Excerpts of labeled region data
+ + + +
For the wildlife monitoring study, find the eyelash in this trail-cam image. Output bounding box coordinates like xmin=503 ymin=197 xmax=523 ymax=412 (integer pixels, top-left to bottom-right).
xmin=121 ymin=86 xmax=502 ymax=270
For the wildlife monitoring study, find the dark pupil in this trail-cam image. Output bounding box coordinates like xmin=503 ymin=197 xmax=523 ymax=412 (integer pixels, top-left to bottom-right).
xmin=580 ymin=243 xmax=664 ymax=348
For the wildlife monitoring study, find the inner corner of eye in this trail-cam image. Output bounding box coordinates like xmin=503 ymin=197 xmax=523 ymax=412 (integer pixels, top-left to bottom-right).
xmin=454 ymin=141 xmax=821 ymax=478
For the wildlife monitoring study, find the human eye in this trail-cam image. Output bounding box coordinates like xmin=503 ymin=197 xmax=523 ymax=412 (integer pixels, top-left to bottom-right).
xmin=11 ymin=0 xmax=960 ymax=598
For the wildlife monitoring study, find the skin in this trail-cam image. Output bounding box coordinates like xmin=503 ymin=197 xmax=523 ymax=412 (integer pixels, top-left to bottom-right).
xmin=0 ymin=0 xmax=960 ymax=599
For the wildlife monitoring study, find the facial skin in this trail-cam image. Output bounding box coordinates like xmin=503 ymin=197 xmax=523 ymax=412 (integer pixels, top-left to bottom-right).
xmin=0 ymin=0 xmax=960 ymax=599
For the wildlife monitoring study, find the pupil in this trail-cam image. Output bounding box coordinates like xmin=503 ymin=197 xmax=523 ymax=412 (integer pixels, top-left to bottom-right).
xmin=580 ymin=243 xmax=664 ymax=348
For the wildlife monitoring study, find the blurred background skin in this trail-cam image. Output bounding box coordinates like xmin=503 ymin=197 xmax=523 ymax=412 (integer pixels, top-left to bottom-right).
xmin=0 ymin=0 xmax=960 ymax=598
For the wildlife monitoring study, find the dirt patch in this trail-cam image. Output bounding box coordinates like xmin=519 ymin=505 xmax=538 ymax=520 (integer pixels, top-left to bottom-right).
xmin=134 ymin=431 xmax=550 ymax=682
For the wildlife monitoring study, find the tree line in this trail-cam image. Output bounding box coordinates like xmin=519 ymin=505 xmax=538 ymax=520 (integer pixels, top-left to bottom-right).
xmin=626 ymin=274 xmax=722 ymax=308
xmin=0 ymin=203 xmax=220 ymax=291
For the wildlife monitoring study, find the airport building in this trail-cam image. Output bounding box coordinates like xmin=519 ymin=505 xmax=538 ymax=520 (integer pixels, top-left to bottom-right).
+ + + +
Update the records from the line with "For the wildlife monitoring study, find the tree" through the end of the records, replacing "trail-cam image" with "camera-trap frame" and keeping everything else the same.

For the wildlife monitoring study, find the tree line in this camera-trap frame. Output bounding box coordinates like xmin=519 ymin=505 xmax=538 ymax=520 (integer pixels, top-left to bottom-right).
xmin=626 ymin=274 xmax=722 ymax=308
xmin=0 ymin=203 xmax=220 ymax=291
For the wildlife monitoring study, find the airport building in this camera-trap frame. Output bounding box coordinates like xmin=519 ymin=505 xmax=538 ymax=520 (integer pixels, top-left to bottom-right).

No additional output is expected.